--- start RAW RECORDS ---
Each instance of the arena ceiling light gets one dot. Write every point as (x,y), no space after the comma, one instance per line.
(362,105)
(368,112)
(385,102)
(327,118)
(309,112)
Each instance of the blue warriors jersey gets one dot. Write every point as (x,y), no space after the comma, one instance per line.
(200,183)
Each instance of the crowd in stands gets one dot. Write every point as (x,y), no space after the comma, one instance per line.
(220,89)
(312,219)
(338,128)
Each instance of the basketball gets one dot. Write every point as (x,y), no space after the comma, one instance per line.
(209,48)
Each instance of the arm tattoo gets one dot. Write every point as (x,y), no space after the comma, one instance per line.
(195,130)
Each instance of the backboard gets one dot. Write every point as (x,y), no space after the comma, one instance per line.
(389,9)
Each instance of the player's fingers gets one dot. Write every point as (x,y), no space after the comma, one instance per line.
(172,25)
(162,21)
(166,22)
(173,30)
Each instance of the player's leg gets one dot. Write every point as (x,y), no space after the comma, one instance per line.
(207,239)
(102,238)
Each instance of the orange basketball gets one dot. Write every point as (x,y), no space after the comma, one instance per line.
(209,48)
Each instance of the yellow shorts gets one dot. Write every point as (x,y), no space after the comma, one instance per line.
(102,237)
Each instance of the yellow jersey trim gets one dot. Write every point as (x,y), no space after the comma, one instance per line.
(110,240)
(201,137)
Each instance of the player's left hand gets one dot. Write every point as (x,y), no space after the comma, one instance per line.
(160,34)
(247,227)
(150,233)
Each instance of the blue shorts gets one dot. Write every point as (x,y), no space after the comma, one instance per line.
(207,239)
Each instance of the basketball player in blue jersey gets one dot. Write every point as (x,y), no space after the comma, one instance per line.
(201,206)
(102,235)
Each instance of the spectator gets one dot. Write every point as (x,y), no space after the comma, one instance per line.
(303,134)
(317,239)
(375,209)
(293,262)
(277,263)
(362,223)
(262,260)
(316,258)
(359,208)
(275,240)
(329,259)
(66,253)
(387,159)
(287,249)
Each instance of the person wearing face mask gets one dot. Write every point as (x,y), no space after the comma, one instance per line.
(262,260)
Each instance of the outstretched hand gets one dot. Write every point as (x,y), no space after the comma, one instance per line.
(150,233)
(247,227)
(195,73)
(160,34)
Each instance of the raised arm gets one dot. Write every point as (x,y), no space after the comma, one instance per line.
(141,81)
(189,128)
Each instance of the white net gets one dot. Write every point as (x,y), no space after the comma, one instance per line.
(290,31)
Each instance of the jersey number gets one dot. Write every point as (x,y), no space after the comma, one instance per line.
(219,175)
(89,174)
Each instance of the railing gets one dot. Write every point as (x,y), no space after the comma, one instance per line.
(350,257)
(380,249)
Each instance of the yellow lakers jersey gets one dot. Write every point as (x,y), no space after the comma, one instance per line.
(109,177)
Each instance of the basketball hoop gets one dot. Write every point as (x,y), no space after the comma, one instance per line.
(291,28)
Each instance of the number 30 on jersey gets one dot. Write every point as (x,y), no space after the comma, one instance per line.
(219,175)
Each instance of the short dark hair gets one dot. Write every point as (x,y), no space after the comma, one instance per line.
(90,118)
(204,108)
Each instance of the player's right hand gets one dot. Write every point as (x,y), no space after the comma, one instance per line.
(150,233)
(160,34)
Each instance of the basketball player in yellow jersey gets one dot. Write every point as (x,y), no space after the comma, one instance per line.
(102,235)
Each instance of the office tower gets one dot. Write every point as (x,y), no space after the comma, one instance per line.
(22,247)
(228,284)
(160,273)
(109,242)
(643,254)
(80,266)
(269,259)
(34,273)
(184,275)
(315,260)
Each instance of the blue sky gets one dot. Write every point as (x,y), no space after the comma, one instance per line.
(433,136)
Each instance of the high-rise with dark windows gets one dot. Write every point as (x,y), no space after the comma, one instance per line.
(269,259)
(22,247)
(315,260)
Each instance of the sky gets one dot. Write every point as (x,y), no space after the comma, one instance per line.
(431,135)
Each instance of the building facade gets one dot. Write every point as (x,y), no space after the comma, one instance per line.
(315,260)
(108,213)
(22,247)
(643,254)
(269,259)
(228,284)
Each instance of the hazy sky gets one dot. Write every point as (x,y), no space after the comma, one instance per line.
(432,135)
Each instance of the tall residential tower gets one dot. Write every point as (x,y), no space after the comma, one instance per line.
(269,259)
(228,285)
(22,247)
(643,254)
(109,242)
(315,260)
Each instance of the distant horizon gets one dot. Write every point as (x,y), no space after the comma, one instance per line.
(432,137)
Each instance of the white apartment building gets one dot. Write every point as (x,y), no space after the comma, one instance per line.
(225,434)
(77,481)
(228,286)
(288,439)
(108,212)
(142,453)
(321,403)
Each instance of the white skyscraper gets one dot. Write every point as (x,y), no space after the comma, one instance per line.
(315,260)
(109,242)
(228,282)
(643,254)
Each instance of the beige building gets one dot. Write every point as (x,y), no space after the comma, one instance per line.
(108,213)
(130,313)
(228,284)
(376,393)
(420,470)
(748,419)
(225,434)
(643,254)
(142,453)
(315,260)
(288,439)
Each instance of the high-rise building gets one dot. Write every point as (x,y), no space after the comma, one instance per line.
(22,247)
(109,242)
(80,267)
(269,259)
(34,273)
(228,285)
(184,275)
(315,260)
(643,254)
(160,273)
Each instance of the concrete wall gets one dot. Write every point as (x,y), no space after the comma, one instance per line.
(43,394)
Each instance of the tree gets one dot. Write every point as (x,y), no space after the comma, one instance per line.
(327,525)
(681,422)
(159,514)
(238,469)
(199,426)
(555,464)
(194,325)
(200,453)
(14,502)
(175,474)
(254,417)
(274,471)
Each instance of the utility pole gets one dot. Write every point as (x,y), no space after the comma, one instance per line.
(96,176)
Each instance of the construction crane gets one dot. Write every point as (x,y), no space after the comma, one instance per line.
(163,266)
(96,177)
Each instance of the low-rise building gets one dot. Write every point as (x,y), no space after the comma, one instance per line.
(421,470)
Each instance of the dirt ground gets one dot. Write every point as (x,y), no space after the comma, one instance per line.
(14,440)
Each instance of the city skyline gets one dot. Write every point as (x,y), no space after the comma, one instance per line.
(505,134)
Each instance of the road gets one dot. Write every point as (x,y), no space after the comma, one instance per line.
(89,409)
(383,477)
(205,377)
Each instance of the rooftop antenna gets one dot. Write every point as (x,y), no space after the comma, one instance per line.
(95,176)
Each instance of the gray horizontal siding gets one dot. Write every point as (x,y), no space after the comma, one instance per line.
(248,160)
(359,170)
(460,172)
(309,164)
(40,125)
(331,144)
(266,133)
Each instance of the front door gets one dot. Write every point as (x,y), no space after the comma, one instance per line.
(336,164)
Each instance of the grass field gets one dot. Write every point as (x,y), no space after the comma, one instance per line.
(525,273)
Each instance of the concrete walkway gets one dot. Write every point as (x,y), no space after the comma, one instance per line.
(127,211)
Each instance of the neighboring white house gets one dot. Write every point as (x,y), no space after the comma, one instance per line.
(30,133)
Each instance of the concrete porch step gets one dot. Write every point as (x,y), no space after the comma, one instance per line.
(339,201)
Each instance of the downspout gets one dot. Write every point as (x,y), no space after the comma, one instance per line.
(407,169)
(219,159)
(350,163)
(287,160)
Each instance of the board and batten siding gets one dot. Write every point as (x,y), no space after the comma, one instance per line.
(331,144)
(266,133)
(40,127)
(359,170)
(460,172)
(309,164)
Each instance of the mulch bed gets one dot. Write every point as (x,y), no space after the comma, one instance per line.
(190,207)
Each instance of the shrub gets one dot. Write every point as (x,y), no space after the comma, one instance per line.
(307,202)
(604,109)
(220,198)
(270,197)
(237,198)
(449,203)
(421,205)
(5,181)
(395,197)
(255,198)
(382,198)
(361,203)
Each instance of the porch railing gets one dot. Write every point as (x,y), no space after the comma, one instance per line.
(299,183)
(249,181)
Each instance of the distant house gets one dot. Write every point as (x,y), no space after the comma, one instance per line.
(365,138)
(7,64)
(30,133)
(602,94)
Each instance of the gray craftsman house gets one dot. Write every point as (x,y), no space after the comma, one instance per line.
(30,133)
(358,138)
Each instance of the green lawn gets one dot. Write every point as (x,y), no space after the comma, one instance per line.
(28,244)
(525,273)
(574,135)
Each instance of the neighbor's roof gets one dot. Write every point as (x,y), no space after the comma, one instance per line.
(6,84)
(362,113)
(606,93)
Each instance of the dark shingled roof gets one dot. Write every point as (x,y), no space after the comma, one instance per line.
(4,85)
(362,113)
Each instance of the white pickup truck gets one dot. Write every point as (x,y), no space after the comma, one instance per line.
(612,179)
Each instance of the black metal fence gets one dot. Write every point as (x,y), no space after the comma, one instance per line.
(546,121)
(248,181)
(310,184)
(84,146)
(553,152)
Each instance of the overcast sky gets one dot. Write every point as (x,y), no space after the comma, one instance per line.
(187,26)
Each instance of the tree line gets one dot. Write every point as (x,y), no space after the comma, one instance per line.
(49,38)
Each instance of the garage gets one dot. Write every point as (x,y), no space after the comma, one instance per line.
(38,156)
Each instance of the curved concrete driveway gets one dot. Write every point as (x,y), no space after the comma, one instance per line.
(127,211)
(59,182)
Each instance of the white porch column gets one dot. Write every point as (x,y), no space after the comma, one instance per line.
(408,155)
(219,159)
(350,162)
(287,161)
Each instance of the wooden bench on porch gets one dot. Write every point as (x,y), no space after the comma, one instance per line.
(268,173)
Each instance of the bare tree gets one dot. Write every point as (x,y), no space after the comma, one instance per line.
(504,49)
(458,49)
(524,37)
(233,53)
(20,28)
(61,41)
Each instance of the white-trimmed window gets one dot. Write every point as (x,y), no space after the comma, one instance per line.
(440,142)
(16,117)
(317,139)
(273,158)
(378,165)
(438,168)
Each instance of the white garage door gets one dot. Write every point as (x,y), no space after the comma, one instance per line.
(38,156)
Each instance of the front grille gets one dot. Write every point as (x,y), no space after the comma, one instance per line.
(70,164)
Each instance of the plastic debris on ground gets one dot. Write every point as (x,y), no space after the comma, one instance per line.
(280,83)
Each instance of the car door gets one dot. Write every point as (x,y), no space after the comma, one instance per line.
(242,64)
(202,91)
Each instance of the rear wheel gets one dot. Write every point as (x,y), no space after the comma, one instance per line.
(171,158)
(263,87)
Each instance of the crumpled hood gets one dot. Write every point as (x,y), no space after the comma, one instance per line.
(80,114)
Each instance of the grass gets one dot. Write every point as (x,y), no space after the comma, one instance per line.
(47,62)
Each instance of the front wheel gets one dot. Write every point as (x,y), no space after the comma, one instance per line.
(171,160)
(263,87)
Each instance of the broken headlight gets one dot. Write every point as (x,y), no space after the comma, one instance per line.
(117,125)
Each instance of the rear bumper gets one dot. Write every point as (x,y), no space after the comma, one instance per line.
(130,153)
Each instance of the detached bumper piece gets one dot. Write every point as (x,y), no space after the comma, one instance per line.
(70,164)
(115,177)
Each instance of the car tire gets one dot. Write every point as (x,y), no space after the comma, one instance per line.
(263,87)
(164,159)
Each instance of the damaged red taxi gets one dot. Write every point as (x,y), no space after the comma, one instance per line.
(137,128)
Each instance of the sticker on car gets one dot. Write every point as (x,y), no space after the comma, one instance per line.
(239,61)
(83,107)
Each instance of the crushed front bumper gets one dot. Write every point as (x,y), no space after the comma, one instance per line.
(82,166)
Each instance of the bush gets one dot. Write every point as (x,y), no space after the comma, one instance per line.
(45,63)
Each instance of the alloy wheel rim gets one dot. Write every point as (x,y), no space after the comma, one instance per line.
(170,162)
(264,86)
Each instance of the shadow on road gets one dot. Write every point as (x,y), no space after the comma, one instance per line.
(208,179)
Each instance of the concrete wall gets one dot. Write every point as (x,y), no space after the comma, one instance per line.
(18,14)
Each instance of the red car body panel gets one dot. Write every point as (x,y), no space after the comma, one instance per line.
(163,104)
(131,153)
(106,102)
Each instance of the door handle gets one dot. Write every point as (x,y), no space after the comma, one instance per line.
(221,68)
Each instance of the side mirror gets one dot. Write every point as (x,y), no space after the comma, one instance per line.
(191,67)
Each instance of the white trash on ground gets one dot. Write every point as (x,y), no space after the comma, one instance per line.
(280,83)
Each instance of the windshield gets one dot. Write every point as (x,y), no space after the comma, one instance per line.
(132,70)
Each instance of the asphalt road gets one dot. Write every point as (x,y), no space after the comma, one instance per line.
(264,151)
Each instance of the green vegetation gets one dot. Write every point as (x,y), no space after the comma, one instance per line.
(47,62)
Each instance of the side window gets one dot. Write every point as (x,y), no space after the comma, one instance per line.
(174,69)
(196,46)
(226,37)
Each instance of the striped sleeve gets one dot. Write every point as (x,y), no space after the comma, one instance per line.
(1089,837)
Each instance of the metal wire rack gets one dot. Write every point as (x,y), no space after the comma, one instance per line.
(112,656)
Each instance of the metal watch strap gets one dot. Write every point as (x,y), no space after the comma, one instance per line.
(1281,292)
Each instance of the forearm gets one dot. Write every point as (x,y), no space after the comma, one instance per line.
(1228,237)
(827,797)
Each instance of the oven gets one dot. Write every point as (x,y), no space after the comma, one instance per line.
--- end RAW RECORDS ---
* THE EXERCISE:
Quote, without any change, each line from the one that contains "Each instance of the striped" through the end of the material.

* EXERCISE OUTPUT:
Each instance of the striped sleeve gets one dot. Write every point as (x,y), no space after the comma, one instance per line.
(1089,837)
Each instance of the metal wire rack gets one dot. Write every point as (x,y), no space after the comma, one instance per line.
(112,656)
Each instance of the metal watch strap gets one dot. Write every point as (x,y), no space after the comma, one instance per line.
(1281,292)
Each instance of the forearm gets one dot. Write every point as (x,y), no space after the comma, one instance per line.
(1228,237)
(827,797)
Each instance of the oven gets one dot. Write every point as (x,y), no space after the comma, one instance per line.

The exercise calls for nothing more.